[Data listing]
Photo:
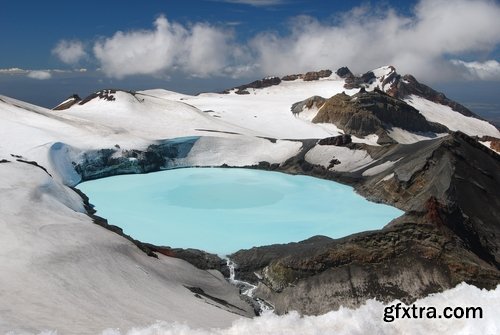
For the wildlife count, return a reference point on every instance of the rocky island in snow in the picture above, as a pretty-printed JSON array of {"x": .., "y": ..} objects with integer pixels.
[{"x": 393, "y": 139}]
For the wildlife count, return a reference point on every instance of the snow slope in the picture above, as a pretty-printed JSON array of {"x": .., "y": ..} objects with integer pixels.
[
  {"x": 60, "y": 271},
  {"x": 453, "y": 120}
]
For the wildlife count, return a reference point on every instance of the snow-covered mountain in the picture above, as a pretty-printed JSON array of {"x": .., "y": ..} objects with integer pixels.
[{"x": 58, "y": 270}]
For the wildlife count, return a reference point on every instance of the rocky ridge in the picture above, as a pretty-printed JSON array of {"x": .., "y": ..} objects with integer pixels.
[
  {"x": 375, "y": 112},
  {"x": 441, "y": 241}
]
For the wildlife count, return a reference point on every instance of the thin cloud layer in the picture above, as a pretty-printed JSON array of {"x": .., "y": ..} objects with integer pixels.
[
  {"x": 200, "y": 50},
  {"x": 364, "y": 38},
  {"x": 367, "y": 37},
  {"x": 39, "y": 74},
  {"x": 69, "y": 52},
  {"x": 257, "y": 3},
  {"x": 488, "y": 70}
]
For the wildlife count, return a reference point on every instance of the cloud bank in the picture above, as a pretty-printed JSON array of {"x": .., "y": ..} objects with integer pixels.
[
  {"x": 432, "y": 43},
  {"x": 69, "y": 52},
  {"x": 39, "y": 74},
  {"x": 257, "y": 3},
  {"x": 198, "y": 50},
  {"x": 368, "y": 37}
]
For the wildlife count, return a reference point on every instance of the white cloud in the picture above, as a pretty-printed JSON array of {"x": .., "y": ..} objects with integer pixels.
[
  {"x": 367, "y": 37},
  {"x": 39, "y": 74},
  {"x": 257, "y": 3},
  {"x": 488, "y": 70},
  {"x": 199, "y": 50},
  {"x": 13, "y": 70},
  {"x": 69, "y": 52},
  {"x": 364, "y": 38}
]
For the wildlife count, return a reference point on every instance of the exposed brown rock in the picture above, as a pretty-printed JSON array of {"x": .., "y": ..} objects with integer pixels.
[
  {"x": 370, "y": 112},
  {"x": 340, "y": 140},
  {"x": 72, "y": 100},
  {"x": 449, "y": 234},
  {"x": 262, "y": 83},
  {"x": 311, "y": 76},
  {"x": 495, "y": 142}
]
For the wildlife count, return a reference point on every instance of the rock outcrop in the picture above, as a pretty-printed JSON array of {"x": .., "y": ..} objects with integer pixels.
[
  {"x": 449, "y": 189},
  {"x": 262, "y": 83},
  {"x": 72, "y": 100},
  {"x": 401, "y": 87},
  {"x": 367, "y": 113}
]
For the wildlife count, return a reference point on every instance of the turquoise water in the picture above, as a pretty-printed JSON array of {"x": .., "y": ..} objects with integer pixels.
[{"x": 224, "y": 210}]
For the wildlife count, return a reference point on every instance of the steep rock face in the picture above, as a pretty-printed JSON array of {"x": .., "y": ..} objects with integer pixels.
[
  {"x": 494, "y": 142},
  {"x": 449, "y": 190},
  {"x": 370, "y": 112},
  {"x": 400, "y": 87},
  {"x": 309, "y": 76},
  {"x": 72, "y": 100},
  {"x": 312, "y": 102},
  {"x": 266, "y": 82}
]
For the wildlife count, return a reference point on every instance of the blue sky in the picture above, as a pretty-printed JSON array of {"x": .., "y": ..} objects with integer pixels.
[{"x": 51, "y": 49}]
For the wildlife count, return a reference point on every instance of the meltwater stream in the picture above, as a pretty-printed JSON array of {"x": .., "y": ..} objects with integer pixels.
[{"x": 223, "y": 210}]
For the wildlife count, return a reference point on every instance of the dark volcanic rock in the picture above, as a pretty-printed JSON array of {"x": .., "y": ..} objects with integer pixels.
[
  {"x": 352, "y": 82},
  {"x": 314, "y": 101},
  {"x": 72, "y": 100},
  {"x": 292, "y": 77},
  {"x": 344, "y": 72},
  {"x": 495, "y": 142},
  {"x": 370, "y": 112},
  {"x": 340, "y": 140},
  {"x": 401, "y": 87},
  {"x": 266, "y": 82},
  {"x": 311, "y": 76},
  {"x": 450, "y": 190},
  {"x": 408, "y": 85},
  {"x": 199, "y": 258}
]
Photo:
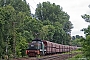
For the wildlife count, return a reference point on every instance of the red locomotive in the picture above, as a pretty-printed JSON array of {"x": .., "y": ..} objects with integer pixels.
[{"x": 42, "y": 47}]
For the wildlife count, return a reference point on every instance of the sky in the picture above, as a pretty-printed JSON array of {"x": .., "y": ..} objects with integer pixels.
[{"x": 74, "y": 8}]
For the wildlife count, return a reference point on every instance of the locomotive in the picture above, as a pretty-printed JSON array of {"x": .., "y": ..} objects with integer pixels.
[{"x": 43, "y": 47}]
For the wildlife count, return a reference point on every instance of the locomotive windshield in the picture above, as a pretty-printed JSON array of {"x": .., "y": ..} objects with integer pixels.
[{"x": 34, "y": 45}]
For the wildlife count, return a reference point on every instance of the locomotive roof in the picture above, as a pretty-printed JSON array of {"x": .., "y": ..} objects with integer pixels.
[{"x": 37, "y": 39}]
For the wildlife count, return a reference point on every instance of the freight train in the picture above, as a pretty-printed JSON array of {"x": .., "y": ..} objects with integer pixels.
[{"x": 43, "y": 47}]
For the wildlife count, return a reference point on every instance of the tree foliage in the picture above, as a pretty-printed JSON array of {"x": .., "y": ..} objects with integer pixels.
[
  {"x": 18, "y": 28},
  {"x": 86, "y": 41}
]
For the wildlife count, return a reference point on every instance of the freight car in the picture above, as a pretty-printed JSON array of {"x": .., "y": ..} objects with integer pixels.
[{"x": 42, "y": 47}]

Problem statement — Please render the part of the material that opens with the line containing "the locomotive roof" and runs through the end of the material as a Markdown table with the columns Row and Line. Number each line under Row and leave out blank lines.

Worked answer —
| Row | Line |
|---|---|
| 1 | For the wildlife count, return a reference point on every instance of the locomotive roof in the picture above, as a pretty-printed JSON array of {"x": .., "y": ..} objects with integer pixels. |
| 2 | [{"x": 37, "y": 39}] |
| 3 | For the wildlife count, return a reference point on every instance of the freight train in the picture above, as a pretty-printed JSON array of {"x": .., "y": ..} objects with integer pixels. |
| 4 | [{"x": 43, "y": 47}] |
| 5 | For the wildlife count, return a reference point on every instance of the tree foliage in the picture above, as a pretty-printed JSON array of {"x": .., "y": ..} objects with integer pixels. |
| 6 | [ |
| 7 |   {"x": 18, "y": 28}, |
| 8 |   {"x": 86, "y": 41} |
| 9 | ] |
| 10 | For the wildlife count, return a reference point on every instance of the freight car in the picture above, as a pretty-printed JSON array of {"x": .., "y": ..} objects with integer pixels. |
| 11 | [{"x": 42, "y": 47}] |